__Data rows__.
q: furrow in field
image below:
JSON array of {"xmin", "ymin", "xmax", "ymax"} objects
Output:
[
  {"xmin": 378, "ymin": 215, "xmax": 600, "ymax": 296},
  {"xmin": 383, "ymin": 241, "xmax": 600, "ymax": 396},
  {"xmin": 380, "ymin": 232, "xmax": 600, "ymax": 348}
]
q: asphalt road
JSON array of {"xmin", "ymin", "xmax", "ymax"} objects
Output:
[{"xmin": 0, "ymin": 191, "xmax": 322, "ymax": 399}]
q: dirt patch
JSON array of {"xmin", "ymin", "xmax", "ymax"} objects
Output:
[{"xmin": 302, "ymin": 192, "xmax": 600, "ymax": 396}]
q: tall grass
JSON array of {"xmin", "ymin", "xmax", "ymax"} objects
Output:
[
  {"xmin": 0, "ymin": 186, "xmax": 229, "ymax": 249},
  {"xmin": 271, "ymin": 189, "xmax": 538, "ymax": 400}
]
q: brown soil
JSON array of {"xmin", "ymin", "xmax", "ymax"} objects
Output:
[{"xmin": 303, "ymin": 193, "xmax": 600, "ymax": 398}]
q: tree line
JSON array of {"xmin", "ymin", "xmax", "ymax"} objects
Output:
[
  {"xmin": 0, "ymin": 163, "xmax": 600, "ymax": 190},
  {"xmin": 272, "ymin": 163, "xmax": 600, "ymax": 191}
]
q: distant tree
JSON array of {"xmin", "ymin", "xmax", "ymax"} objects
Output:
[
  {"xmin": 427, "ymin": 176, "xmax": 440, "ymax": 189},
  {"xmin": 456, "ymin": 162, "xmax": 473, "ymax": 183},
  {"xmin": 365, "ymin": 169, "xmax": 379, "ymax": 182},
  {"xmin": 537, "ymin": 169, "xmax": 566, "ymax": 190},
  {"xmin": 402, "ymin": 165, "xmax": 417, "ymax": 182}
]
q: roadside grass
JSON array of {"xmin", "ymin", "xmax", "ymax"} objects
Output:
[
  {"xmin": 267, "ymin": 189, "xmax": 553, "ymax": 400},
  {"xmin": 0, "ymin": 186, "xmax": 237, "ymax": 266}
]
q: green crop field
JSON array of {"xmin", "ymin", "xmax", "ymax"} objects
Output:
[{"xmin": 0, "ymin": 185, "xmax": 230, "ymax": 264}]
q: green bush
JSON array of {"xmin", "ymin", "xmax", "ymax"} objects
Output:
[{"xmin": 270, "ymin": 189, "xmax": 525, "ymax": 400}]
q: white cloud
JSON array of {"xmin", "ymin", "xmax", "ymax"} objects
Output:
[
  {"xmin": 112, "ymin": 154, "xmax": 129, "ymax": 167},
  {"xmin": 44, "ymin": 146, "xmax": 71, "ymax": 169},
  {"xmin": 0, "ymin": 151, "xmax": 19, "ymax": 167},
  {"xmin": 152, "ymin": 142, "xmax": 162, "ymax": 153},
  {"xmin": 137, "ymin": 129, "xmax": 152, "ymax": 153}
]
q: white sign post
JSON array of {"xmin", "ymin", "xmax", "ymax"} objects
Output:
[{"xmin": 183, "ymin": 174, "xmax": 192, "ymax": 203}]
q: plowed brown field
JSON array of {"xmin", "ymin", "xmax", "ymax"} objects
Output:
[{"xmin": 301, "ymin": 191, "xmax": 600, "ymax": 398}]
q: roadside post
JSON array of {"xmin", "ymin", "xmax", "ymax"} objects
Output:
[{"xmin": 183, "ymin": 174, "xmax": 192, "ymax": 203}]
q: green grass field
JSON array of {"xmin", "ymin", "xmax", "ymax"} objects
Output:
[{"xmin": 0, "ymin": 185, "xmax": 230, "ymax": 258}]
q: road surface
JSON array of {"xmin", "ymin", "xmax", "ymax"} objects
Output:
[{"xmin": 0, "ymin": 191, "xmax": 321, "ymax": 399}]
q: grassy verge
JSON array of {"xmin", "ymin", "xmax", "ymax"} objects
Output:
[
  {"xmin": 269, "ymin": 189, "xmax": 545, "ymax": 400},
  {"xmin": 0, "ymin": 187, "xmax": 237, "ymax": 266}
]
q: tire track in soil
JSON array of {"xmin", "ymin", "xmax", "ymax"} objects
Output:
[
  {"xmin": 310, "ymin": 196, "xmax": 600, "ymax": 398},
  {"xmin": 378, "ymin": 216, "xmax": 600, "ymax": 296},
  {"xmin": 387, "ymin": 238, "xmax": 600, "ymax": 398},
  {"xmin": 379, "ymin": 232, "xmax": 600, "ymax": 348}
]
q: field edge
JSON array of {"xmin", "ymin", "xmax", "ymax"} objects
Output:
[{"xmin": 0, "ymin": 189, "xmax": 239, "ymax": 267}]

__Instruction__. Present all of the lines above as a numbered list, leaving out any blank ones.

__Answer to the exercise__.
1. q: furrow in field
2. image below:
3. JSON array of {"xmin", "ymin", "xmax", "ymax"} objects
4. Output:
5. [
6.   {"xmin": 378, "ymin": 215, "xmax": 600, "ymax": 296},
7.   {"xmin": 383, "ymin": 241, "xmax": 600, "ymax": 396},
8.   {"xmin": 380, "ymin": 232, "xmax": 600, "ymax": 348}
9. ]
10. q: asphalt road
11. JSON array of {"xmin", "ymin", "xmax", "ymax"} objects
12. Output:
13. [{"xmin": 0, "ymin": 191, "xmax": 322, "ymax": 399}]
14. q: dirt patch
15. JSON array of {"xmin", "ymin", "xmax", "ymax"} objects
16. Output:
17. [{"xmin": 302, "ymin": 192, "xmax": 600, "ymax": 396}]
18. q: tall grass
19. JSON array of {"xmin", "ymin", "xmax", "ymax"} objects
20. Output:
21. [
22.   {"xmin": 0, "ymin": 186, "xmax": 229, "ymax": 249},
23.   {"xmin": 271, "ymin": 189, "xmax": 538, "ymax": 400}
24. ]
25. q: brown soil
26. JSON array of {"xmin", "ymin", "xmax", "ymax"} objects
27. Output:
28. [{"xmin": 303, "ymin": 193, "xmax": 600, "ymax": 398}]
29. q: tree line
30. JSON array of {"xmin", "ymin", "xmax", "ymax"} objects
31. Output:
32. [
33.   {"xmin": 0, "ymin": 163, "xmax": 600, "ymax": 190},
34.   {"xmin": 272, "ymin": 163, "xmax": 600, "ymax": 191}
35. ]
36. q: distant tree
37. JSON array of {"xmin", "ymin", "xmax", "ymax"} objects
38. Output:
39. [
40.   {"xmin": 427, "ymin": 176, "xmax": 440, "ymax": 189},
41.   {"xmin": 456, "ymin": 162, "xmax": 473, "ymax": 183},
42.   {"xmin": 365, "ymin": 169, "xmax": 379, "ymax": 182},
43.   {"xmin": 537, "ymin": 169, "xmax": 566, "ymax": 190},
44.   {"xmin": 402, "ymin": 165, "xmax": 417, "ymax": 182}
45. ]
46. q: roadside grass
47. JSON array of {"xmin", "ymin", "xmax", "ymax"} objects
48. Output:
49. [
50.   {"xmin": 267, "ymin": 189, "xmax": 553, "ymax": 400},
51.   {"xmin": 0, "ymin": 186, "xmax": 237, "ymax": 266}
52. ]
53. q: green crop field
54. JSON array of {"xmin", "ymin", "xmax", "ymax"} objects
55. Output:
56. [{"xmin": 0, "ymin": 185, "xmax": 230, "ymax": 264}]
57. q: green bush
58. JSON array of {"xmin", "ymin", "xmax", "ymax"} objects
59. Output:
60. [{"xmin": 270, "ymin": 189, "xmax": 525, "ymax": 400}]
61. q: white cloud
62. JSON array of {"xmin", "ymin", "xmax", "ymax"} objects
63. Output:
64. [
65.   {"xmin": 112, "ymin": 154, "xmax": 129, "ymax": 167},
66.   {"xmin": 44, "ymin": 146, "xmax": 71, "ymax": 169},
67.   {"xmin": 0, "ymin": 151, "xmax": 19, "ymax": 167},
68.   {"xmin": 152, "ymin": 142, "xmax": 162, "ymax": 153},
69.   {"xmin": 137, "ymin": 129, "xmax": 152, "ymax": 153}
70. ]
71. q: white sign post
72. JSON array of {"xmin", "ymin", "xmax", "ymax"} objects
73. Output:
74. [{"xmin": 183, "ymin": 174, "xmax": 192, "ymax": 203}]
75. q: plowed brown field
76. JSON array of {"xmin", "ymin", "xmax", "ymax"} objects
77. Output:
78. [{"xmin": 301, "ymin": 191, "xmax": 600, "ymax": 398}]
79. q: roadside post
80. JSON array of {"xmin", "ymin", "xmax", "ymax"} objects
81. Output:
82. [{"xmin": 183, "ymin": 174, "xmax": 192, "ymax": 203}]
83. q: green grass field
84. JSON array of {"xmin", "ymin", "xmax", "ymax"} objects
85. Output:
86. [{"xmin": 0, "ymin": 185, "xmax": 230, "ymax": 258}]
87. q: road surface
88. JSON array of {"xmin", "ymin", "xmax", "ymax"} objects
89. Output:
90. [{"xmin": 0, "ymin": 191, "xmax": 321, "ymax": 399}]
91. q: grassy verge
92. JSON array of {"xmin", "ymin", "xmax", "ymax"} objects
93. Output:
94. [
95.   {"xmin": 269, "ymin": 189, "xmax": 545, "ymax": 400},
96.   {"xmin": 0, "ymin": 187, "xmax": 237, "ymax": 266}
97. ]
98. q: tire track in soil
99. JSON array of {"xmin", "ymin", "xmax", "ymax"} objects
100. Output:
101. [
102.   {"xmin": 310, "ymin": 196, "xmax": 600, "ymax": 398},
103.   {"xmin": 378, "ymin": 216, "xmax": 600, "ymax": 296},
104.   {"xmin": 387, "ymin": 238, "xmax": 600, "ymax": 398},
105.   {"xmin": 379, "ymin": 232, "xmax": 600, "ymax": 348}
106. ]
107. q: field edge
108. JSON array of {"xmin", "ymin", "xmax", "ymax"} objects
109. Output:
110. [{"xmin": 0, "ymin": 189, "xmax": 239, "ymax": 267}]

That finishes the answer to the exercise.